What the task asks:
Pick out every line in the items below that contains the word "dark", and copy each one. Case counts.
/---
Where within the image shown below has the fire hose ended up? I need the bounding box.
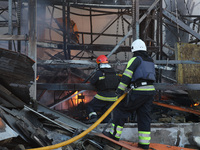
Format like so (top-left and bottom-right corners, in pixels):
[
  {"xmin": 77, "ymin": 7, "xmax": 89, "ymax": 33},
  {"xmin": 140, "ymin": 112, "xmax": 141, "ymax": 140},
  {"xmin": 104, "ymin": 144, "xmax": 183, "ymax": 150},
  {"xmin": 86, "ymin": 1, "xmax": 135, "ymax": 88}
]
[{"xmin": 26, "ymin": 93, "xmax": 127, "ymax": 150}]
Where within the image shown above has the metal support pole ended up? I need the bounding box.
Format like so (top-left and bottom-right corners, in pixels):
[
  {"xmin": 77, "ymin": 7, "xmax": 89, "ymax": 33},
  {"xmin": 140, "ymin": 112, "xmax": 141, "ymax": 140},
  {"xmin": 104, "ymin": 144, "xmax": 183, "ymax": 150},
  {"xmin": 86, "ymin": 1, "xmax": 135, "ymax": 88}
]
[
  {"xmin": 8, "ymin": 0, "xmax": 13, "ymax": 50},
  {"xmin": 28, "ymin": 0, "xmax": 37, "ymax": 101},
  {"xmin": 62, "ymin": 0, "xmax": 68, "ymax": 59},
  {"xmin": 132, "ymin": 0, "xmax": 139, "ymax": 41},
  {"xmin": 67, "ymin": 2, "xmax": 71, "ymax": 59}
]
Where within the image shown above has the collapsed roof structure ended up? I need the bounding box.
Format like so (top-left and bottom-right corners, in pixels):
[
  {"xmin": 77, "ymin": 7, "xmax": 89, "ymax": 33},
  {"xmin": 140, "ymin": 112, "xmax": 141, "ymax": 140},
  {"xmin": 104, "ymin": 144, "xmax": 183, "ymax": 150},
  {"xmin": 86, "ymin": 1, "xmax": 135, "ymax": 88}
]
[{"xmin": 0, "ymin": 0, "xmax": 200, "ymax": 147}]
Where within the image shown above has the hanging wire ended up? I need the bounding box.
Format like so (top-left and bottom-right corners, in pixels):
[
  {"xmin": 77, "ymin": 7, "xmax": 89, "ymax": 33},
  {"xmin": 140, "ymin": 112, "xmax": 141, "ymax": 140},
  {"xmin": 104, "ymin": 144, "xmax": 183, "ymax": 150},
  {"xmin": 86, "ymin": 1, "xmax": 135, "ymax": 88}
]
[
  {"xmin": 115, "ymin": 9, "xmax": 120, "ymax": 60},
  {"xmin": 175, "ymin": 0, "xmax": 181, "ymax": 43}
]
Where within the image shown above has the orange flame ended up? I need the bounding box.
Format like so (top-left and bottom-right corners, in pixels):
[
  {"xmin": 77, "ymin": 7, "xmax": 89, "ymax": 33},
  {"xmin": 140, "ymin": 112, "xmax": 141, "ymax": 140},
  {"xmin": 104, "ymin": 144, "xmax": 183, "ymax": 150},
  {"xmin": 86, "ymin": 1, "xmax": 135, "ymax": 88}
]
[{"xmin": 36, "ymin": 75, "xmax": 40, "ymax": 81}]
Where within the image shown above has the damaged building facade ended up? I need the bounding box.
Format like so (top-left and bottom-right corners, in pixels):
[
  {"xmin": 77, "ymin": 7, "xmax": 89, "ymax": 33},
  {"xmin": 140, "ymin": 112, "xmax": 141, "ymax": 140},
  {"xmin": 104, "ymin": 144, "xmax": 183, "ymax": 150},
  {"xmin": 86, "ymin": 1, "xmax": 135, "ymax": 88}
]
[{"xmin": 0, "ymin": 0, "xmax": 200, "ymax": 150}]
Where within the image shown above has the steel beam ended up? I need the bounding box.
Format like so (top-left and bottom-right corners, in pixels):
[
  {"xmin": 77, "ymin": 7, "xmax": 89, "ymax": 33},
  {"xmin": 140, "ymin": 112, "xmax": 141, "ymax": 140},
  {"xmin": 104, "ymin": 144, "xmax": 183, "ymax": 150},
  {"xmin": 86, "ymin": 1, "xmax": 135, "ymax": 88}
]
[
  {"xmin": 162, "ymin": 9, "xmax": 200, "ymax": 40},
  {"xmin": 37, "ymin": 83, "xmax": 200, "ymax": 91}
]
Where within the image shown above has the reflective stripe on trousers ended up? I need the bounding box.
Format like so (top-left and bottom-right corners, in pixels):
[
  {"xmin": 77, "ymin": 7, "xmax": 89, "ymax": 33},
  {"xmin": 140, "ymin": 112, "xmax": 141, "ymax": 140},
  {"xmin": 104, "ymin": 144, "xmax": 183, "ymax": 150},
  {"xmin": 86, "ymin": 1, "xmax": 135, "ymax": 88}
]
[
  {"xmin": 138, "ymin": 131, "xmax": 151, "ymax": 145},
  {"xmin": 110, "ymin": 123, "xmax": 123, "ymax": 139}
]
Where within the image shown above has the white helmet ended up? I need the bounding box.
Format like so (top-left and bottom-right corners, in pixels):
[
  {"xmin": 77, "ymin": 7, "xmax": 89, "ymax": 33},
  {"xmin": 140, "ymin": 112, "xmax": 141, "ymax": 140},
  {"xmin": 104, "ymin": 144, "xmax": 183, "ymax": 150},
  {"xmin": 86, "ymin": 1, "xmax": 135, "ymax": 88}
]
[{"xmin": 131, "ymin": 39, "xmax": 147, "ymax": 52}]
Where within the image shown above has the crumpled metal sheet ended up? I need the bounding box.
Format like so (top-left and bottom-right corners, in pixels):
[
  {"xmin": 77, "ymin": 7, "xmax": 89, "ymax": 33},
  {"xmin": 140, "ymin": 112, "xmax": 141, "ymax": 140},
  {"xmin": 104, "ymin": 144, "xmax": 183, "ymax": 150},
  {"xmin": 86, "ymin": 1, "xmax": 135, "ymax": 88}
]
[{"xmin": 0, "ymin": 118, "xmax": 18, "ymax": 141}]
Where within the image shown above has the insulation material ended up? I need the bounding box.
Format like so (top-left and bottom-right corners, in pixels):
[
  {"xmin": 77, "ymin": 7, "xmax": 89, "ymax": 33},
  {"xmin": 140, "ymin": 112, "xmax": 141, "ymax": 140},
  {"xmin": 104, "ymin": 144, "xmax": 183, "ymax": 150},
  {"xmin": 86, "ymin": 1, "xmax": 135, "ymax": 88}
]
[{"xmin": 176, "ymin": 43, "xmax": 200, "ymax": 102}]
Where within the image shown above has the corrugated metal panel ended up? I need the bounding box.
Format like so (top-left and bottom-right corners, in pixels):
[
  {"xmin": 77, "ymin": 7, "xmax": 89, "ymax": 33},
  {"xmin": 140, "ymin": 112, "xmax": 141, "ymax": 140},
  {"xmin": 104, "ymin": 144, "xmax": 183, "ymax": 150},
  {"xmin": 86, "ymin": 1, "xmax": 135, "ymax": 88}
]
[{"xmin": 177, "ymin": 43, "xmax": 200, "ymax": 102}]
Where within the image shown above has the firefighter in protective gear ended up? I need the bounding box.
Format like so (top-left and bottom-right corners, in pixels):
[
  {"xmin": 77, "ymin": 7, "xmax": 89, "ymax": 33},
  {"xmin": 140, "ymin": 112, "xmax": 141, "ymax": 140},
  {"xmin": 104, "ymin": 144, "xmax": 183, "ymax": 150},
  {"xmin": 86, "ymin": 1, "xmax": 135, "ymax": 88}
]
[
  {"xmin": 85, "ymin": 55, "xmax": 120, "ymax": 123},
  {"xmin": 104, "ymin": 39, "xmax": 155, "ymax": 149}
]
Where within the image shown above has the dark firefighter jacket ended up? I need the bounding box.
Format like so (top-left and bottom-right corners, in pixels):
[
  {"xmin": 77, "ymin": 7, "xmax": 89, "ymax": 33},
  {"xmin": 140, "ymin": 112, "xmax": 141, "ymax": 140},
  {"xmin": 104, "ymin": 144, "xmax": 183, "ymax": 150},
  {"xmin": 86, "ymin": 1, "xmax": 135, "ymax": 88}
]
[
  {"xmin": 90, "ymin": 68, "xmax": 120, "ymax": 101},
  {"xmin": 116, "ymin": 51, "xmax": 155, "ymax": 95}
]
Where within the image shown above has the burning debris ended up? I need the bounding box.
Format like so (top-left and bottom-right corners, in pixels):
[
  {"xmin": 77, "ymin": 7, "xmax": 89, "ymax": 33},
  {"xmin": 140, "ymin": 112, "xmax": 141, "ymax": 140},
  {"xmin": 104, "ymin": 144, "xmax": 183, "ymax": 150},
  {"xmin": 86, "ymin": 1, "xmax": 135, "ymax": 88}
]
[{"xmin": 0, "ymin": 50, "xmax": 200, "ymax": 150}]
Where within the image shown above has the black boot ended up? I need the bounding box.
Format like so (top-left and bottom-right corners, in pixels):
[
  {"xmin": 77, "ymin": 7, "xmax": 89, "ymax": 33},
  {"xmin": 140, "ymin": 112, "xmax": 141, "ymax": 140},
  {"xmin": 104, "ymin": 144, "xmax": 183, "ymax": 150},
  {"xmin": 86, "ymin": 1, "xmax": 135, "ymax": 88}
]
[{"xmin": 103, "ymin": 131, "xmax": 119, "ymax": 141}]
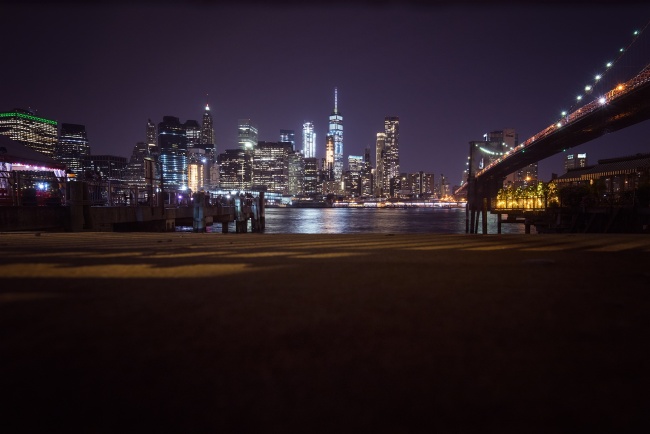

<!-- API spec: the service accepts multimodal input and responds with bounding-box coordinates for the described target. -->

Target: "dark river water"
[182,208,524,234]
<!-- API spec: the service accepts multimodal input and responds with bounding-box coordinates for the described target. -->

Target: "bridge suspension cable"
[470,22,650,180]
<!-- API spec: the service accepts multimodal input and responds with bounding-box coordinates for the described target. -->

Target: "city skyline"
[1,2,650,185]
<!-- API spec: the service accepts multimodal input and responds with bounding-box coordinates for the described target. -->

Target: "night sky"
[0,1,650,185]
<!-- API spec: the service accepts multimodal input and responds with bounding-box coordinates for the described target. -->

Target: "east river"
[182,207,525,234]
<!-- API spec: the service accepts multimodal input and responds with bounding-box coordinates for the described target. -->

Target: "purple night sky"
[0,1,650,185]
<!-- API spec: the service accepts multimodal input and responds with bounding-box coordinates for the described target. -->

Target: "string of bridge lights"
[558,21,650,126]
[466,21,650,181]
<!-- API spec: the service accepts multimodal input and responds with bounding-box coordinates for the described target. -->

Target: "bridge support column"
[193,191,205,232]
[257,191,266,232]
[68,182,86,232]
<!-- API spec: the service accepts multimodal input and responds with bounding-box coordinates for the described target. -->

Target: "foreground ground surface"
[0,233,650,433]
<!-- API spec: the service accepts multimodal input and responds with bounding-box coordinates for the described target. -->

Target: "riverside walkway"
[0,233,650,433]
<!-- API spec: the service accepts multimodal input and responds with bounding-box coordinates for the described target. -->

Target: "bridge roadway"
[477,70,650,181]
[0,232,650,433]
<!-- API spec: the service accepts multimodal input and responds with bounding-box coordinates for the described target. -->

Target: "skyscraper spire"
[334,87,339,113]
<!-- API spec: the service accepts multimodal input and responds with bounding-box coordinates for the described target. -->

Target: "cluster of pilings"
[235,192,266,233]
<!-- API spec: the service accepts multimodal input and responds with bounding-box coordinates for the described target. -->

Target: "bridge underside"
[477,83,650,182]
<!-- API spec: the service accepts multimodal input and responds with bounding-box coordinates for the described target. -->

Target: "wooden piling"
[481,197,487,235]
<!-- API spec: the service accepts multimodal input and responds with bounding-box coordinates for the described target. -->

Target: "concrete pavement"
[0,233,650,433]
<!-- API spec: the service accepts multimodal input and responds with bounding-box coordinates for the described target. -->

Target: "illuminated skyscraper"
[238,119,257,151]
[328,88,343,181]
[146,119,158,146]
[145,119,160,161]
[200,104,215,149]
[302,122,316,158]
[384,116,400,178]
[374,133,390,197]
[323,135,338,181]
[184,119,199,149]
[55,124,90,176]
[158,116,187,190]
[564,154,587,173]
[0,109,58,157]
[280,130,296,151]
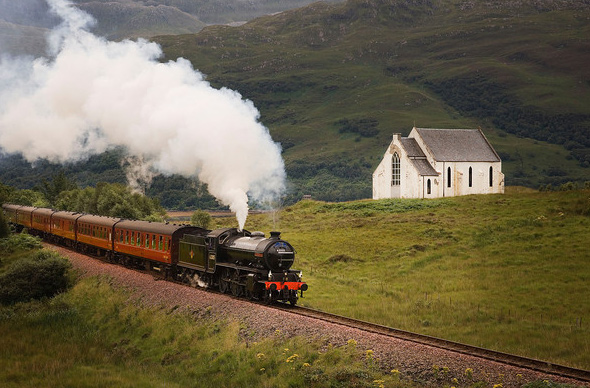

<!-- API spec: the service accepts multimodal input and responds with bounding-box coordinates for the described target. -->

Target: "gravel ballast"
\---
Exercise result:
Where within the image shown above has the dark firefighter jacket ended up? I need the bounding box.
Target: "dark river water"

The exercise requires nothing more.